> **Your task**:
Return every row below verbatim, from the first to the last, and leave the pictures out.
═══ Dataset content ═══
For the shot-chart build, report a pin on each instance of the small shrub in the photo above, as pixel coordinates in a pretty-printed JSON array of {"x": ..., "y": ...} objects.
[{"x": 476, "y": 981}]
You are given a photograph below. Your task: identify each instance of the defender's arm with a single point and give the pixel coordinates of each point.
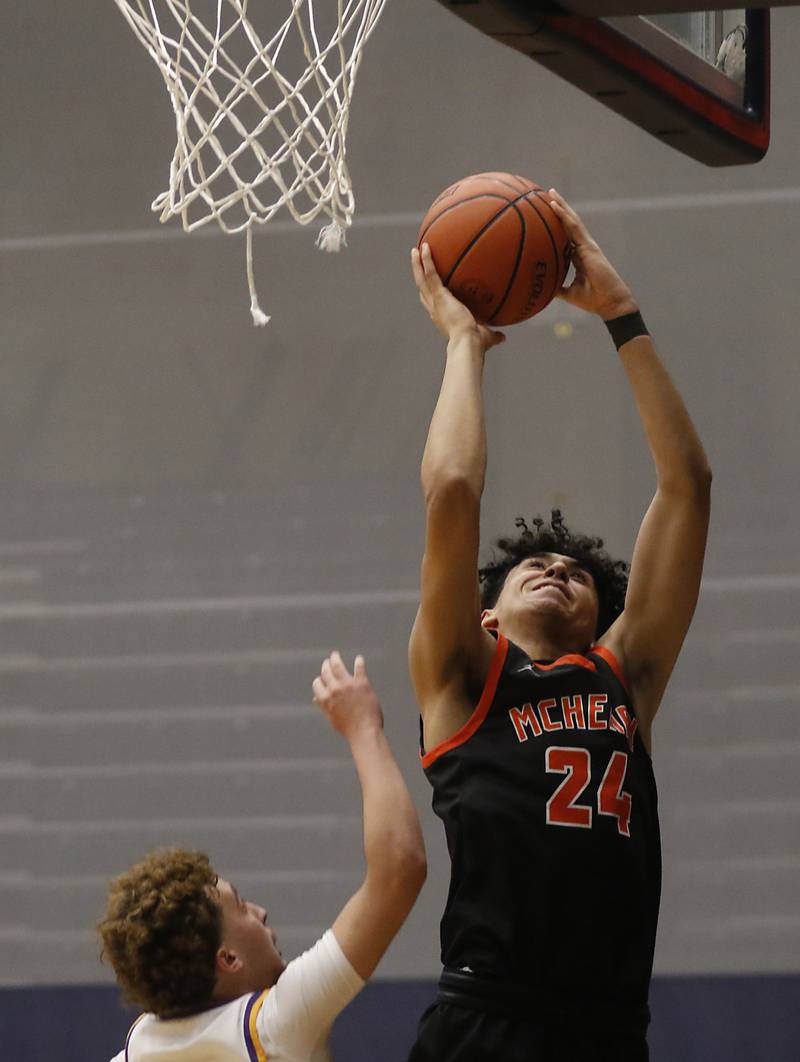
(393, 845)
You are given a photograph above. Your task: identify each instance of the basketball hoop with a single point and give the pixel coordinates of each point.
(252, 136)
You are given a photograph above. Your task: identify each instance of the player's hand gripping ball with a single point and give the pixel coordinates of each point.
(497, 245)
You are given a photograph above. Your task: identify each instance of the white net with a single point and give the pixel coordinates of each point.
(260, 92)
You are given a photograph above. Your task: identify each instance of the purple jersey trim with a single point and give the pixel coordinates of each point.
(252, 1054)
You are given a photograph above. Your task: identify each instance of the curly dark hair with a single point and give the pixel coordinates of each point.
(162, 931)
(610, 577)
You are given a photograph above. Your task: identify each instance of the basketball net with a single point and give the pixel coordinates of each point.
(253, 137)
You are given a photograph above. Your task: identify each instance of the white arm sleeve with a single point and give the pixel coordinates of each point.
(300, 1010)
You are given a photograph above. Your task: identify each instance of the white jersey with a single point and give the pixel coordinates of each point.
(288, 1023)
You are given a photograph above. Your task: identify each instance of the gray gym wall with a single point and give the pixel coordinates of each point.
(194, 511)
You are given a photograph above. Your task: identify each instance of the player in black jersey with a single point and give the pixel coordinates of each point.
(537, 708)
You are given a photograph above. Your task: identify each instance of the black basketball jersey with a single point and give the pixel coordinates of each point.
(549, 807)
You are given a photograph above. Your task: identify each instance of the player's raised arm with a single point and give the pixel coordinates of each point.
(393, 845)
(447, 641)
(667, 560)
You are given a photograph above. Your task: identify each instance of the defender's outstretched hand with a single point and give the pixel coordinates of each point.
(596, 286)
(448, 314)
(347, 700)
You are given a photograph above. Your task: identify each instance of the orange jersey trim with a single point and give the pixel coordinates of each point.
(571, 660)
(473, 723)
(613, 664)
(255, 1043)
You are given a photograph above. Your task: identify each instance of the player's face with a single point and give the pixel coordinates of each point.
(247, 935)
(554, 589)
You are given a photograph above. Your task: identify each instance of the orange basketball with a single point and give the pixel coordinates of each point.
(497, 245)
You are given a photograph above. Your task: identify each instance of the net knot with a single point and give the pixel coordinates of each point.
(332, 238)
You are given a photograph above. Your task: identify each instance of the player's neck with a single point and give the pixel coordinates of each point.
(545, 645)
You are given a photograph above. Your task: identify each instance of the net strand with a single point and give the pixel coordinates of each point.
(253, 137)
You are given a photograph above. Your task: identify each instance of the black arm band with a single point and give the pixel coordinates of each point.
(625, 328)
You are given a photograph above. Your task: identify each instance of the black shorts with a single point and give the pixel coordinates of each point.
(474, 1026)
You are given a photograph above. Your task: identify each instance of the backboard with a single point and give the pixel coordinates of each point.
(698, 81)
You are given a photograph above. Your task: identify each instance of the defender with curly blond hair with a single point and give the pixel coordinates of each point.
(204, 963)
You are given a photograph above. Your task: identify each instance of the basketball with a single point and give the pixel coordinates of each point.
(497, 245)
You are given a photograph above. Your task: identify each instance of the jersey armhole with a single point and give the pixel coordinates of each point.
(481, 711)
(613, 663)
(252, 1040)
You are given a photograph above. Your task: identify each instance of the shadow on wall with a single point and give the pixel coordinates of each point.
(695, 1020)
═══
> **Written solution**:
For the shot-chart build, report a pin on each instance of the small shrub in the photo above, as pixel coordinates in a pretty-printed JSON array of {"x": ..., "y": ...} objects.
[{"x": 476, "y": 981}]
You are given a photograph below. Your task: identify each instance of the defender's arm with a single point and give the pixel coordinates of each point.
(393, 845)
You are given a photograph above. Your task: identify each instance of the basketball hoop with a single point and give the pixel coordinates of each point.
(252, 136)
You are given a photograph above. Your task: identify each instance of the player's hand gripping ball with a single point and give the pixel coordinates of each point.
(497, 245)
You are given a photograph above. Your task: identify each instance of the white net with a single point and give the pixel coordinates of each point.
(260, 92)
You are given a photograph above. Your task: identify each instance of the purple jersey trim with a single point and give the pixel coordinates of each point.
(252, 1054)
You are given a photograph above. Your task: identify each instance of the curly dark hair with a single point and give the pixel coordinates of each point.
(162, 931)
(610, 577)
You are given a photograph above. Your task: identify each instance of the basketball net with a single point and give the pixel coordinates of each point.
(253, 137)
You are given a photograph above. Your task: identify each instance of the white arm sleeve with a single point and give the pixel coordinates of each point.
(300, 1010)
You are given a photograph above. Your task: identify each instance of the white jersey with a single point and give the pixel coordinates of each point.
(288, 1023)
You are given a photograph above. Your task: identify each instance of the gray gym wall with a single point and give the pixel coordinates of each point.
(194, 511)
You are given a photograph above. Your task: identify each instance of the player in black jersey with a single point and give the pixel coordinates of each point.
(537, 708)
You are given a photograph above. Your task: identify each instance of the black basketball jersey with a single point and give the pixel coordinates of each point.
(549, 807)
You are given a photograph above. Your task: identify each instance of the player's raised arm with a single point and give the pixel coordinates of each point.
(393, 845)
(447, 641)
(667, 560)
You are given a photograph above. Your task: identify each instance of the defender's outstretched hand with a single point and give the pixel coordinates of each point.
(596, 286)
(448, 314)
(347, 700)
You are given a photograph above. Your task: identify each instance of the orange jersey trim with a single point and give the pixel coordinates of each point.
(571, 660)
(473, 723)
(613, 664)
(255, 1043)
You are given a photograph above. Your task: identify each instance of the player's face with a single point and give the pixel coordinates of each point.
(247, 935)
(554, 589)
You are given a photograph above. Your task: identify each instance of the orange basketball with a single point and give the pixel coordinates of each point.
(497, 245)
You are given a photograph above. Your task: identify each instance of the net knot with a single point and give the pixel coordinates of each point.
(332, 238)
You are given a photograph above. Your task: identify each instance of the player's neck with a single point and give the pixel coordinates of each point.
(545, 645)
You are given a photograph above. Your task: identify each instance of the net strand with a single point and give the pixel coordinates of each point.
(253, 137)
You are given a photograph above. Your task: identify each instance of the black arm band with a single point and give the pixel coordinates of each point.
(625, 328)
You are given a photograph above. Your task: identify each instance of the black shorts with a single point and give the pixel coordinates of each point.
(474, 1026)
You are given a photograph above. Your task: identify each instance of the backboard with a single point and give the pixel coordinates of each point.
(698, 81)
You are given a photograph above. Your task: identify each instance of the defender with curly blond hair with a single point and give the pixel coordinates of each point.
(204, 963)
You are given a photograph above. Your task: identify each instance of the basketball with a single point and give the pixel coordinates of each point.
(497, 245)
You are given a photograph above. Your task: identify each instance of the jersey armhole with a single point and give the pixel coordinates of each point.
(481, 711)
(613, 663)
(252, 1040)
You are given a photograph above. Your task: identify each instance of the shadow on wall with a single point and give the pixel coordinates of each point.
(695, 1020)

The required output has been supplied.